(Records from a data collection)
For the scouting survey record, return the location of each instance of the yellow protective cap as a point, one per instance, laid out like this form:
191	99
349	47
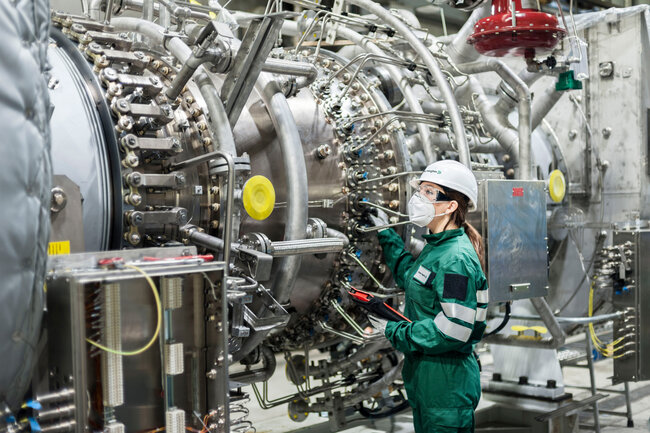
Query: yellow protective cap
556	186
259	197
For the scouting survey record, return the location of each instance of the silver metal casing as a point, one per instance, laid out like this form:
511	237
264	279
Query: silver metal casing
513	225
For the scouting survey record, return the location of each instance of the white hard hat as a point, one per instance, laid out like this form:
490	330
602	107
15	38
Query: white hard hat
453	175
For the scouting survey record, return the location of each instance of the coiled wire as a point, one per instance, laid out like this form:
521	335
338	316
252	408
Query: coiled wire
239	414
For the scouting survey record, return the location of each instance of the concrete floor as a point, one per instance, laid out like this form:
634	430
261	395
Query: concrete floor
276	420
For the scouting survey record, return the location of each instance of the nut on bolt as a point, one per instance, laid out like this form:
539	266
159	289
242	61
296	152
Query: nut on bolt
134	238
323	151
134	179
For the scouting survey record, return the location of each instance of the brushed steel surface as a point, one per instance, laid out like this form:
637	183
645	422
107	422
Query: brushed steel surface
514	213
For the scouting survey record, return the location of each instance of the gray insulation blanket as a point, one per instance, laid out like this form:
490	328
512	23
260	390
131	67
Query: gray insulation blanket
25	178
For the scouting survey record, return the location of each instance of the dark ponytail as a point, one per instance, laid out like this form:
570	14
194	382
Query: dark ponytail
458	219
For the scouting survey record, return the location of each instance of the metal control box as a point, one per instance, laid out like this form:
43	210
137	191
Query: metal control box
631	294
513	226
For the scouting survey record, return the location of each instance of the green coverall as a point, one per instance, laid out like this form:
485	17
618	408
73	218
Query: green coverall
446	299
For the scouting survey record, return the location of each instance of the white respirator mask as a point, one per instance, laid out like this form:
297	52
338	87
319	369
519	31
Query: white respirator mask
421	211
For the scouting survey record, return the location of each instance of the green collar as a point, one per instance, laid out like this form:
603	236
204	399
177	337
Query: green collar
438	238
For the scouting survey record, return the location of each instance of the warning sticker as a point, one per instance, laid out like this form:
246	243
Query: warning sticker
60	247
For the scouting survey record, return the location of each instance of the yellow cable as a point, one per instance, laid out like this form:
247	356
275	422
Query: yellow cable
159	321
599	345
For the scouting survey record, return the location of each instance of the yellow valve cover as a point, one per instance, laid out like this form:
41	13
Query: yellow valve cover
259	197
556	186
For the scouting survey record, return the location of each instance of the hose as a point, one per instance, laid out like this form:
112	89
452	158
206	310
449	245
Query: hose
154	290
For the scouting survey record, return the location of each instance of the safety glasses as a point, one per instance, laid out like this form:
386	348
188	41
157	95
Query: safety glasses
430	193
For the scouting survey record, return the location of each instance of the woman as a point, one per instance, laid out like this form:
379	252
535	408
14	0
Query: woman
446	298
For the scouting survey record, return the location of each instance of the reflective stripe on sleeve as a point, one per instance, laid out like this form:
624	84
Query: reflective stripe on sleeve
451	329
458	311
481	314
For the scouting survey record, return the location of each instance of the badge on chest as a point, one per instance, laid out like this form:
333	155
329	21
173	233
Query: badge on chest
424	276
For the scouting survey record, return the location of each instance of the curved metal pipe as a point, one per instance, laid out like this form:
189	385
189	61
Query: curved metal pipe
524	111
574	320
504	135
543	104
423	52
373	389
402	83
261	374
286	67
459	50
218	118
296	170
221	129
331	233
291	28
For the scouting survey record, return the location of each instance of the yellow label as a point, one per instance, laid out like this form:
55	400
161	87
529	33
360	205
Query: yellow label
--
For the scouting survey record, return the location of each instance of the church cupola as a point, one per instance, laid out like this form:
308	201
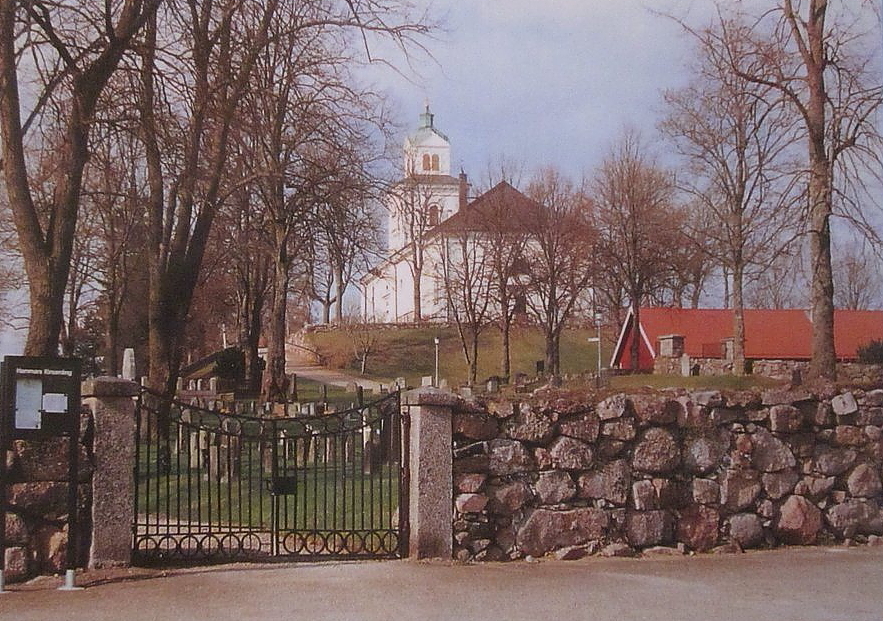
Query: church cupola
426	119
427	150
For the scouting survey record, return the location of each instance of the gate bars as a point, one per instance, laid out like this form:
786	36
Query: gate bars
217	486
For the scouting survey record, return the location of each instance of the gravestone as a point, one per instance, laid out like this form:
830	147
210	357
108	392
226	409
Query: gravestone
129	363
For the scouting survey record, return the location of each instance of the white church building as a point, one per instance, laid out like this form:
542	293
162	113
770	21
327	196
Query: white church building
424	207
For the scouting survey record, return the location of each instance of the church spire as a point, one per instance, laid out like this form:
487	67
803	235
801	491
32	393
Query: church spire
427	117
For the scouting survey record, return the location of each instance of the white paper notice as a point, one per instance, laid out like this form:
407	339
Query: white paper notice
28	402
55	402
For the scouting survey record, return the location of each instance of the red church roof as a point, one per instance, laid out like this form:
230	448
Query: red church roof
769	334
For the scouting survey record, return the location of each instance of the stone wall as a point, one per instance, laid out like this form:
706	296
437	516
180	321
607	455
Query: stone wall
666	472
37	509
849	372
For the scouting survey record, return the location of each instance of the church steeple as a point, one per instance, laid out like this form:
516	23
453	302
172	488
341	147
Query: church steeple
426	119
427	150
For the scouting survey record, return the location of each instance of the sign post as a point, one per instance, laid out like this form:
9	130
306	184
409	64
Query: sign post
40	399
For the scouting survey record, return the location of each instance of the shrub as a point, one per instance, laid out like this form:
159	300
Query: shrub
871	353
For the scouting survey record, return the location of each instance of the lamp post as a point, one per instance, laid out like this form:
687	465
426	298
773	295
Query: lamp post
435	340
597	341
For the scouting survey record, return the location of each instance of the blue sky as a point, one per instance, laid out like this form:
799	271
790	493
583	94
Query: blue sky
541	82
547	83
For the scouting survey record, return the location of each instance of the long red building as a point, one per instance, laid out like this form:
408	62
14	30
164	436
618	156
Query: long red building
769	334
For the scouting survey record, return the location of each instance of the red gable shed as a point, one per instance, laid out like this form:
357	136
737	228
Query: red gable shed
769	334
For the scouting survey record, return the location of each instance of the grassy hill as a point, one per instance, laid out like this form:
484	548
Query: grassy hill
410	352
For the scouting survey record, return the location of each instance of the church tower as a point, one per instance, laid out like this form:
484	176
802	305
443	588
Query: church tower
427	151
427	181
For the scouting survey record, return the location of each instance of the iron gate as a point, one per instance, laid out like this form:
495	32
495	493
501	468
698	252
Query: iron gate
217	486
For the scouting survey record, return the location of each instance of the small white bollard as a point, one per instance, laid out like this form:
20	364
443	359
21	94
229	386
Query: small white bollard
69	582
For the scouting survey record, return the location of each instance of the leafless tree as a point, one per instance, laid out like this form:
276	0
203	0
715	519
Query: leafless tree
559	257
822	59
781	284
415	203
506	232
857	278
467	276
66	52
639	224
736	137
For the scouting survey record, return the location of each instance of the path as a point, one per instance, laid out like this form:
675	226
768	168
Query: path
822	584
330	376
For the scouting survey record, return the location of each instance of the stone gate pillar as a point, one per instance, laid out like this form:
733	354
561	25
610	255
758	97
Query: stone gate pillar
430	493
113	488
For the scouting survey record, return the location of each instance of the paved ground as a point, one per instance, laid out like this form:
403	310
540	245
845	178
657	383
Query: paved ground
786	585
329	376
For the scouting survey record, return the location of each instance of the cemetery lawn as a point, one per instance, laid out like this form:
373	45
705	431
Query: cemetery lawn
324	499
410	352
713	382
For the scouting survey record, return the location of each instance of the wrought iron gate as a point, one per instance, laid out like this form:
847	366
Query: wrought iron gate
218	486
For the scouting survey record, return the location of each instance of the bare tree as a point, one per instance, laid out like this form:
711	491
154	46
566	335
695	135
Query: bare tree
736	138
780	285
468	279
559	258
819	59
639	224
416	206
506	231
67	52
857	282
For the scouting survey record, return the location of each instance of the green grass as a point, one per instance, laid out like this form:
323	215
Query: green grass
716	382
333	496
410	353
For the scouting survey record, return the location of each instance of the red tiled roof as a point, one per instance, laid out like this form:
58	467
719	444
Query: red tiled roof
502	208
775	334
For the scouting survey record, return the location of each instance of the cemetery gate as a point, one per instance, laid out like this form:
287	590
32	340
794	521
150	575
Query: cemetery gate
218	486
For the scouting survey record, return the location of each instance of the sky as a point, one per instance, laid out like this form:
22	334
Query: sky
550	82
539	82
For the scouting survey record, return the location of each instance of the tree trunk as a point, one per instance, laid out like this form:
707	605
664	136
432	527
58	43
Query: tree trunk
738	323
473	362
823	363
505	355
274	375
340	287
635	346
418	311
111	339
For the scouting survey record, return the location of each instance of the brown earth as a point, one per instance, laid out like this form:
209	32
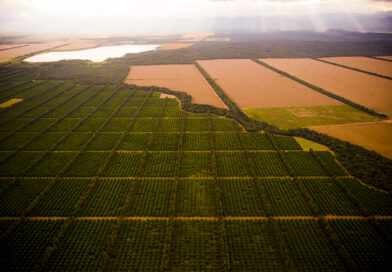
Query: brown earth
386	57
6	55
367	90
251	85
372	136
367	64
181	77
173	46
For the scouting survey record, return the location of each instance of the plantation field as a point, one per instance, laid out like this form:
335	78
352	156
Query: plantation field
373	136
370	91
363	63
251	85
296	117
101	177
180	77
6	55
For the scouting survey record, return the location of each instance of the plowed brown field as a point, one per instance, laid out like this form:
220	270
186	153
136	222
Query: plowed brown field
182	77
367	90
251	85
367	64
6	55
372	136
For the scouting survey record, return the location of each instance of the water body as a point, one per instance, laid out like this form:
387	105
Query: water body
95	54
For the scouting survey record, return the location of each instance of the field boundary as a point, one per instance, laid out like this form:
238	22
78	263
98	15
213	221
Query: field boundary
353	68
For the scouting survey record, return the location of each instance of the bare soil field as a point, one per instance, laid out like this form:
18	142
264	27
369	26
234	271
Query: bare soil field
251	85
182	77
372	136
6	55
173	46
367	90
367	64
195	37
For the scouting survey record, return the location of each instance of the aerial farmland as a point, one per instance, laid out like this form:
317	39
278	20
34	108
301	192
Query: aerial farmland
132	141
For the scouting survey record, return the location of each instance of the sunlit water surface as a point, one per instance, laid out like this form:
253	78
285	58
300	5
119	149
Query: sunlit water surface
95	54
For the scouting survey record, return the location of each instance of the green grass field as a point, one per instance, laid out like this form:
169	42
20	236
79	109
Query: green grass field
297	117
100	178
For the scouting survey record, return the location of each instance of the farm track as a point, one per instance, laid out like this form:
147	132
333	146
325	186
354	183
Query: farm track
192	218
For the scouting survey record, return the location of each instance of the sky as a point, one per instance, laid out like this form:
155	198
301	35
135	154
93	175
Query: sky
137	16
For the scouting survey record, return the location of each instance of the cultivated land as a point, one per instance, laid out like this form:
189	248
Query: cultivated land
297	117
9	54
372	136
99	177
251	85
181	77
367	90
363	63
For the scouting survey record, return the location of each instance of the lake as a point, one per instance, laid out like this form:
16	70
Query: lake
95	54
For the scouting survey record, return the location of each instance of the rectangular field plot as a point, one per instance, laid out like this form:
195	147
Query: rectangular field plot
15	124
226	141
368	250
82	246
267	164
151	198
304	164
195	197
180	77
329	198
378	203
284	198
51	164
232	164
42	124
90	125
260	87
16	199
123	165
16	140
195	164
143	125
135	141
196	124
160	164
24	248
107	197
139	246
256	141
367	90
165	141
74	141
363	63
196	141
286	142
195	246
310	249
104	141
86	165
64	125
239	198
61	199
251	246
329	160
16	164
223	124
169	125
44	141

- [What you should do] Across the records above, return every line that contains the word "label".

- [Answer]
For the scouting survey record, return the location of each instance of the yellow label as a point, one per instance, laid out like this form:
Query: yellow label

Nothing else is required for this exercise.